- WRITTEN TASKS:
A. According to the contract terms, who owns all Intellectual Property Rights in or arising out of the Services?
B. Using the contract terms, explain why a party may disclose the other party's confidential information to its employees, officers, representatives or advisers.

- SOURCE DOCUMENT:

▶

6. INTELLECTUAL PROPERTY RIGHTS

All Intellectual Property Rights in or arising out of or in connection with the Services shall be owned by the Supplier.

7. CONFIDENTIALITY

  • Each party undertakes that it shall not at any time disclose to any person any confidential information concerning the business, affairs, customers, clients or suppliers of the other party, except as permitted by clause 7.2.
  • Each party may disclose the other party’s confidential information:
    • to its employees, officers, representatives or advisers who need to know such information for the purposes of exercising the party’s rights or carrying out its obligations under or in connection with this Agreement. Each party shall ensure that its employees, officers, representatives or advisers to whom it discloses the other party’s confidential information comply with this clause 8; and
    • as may be required by law, a court of competent jurisdiction or any governmental or regulatory authority.
  • No party shall use any other party’s confidential information for any purpose other than to exercise its rights and perform its obligations under or in connection with this Agreement.

 

8. LIMITATION OF LIABILITY

  • References to liability in this clause 8 include every kind of liability arising under or in connection with the Contract including liability in contract, tort (including negligence), misrepresentation, restitution or otherwise.
  • Nothing in the Contract limits any liability which cannot legally be limited.
  • Subject to clause 8.2, the Supplier’s total aggregate liability to the Customer arising out of or relating to the Contract shall not exceed the sum of the total price paid for Services supplied hereunder.
  • Subject to clause 8.2 the Supplier shall have no liability to the Customer arising out of or in relation to the Contract for any of the following (in each case save for clause 8.4.8, whether direct or indirect):
    • loss of profits or revenue;
    • loss of sales, business or opportunities;
    • loss of agreements or contracts;
    • loss of anticipated savings or increase in costs;
    • loss of use or corruption of software, data or information;
    • loss of or damage to goodwill or reputation;
    • losses under the Customer’s third party contracts; and
    • indirect or consequential loss.

◀

(Excerpts of location labeling data)
▶

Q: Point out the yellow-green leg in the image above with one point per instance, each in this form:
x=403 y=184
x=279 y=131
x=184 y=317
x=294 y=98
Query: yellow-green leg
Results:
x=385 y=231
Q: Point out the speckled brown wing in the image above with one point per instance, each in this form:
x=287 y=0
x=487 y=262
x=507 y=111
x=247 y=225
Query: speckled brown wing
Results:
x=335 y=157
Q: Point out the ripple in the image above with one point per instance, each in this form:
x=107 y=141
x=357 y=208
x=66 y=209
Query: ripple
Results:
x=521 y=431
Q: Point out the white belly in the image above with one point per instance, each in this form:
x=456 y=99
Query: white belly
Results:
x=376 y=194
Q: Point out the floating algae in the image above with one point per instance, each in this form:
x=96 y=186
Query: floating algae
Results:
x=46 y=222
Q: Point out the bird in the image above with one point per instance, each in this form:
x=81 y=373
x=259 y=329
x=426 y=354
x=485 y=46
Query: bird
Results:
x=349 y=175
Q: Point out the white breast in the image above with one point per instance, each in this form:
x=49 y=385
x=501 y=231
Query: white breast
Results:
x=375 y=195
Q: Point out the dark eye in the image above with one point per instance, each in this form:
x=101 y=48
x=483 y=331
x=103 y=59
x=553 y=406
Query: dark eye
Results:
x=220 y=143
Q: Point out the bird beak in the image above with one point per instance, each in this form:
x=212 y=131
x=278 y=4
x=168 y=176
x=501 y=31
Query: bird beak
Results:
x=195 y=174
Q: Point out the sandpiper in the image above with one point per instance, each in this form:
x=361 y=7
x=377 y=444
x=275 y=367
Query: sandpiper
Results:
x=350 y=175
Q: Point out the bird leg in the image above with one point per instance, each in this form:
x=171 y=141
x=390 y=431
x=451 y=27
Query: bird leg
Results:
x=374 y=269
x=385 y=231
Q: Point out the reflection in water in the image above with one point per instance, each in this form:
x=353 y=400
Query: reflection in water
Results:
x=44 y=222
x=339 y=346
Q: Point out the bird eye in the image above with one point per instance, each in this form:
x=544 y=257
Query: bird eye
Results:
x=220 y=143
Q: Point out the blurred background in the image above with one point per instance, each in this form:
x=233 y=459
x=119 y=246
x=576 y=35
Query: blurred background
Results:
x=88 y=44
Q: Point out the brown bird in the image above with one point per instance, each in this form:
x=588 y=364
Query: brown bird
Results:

◀

- FINAL RESULTS:
A. The Supplier owns them.

B. A party may disclose it to those people when they need to know the information to exercise the party's rights or carry out its obligations under or in connection with the Agreement.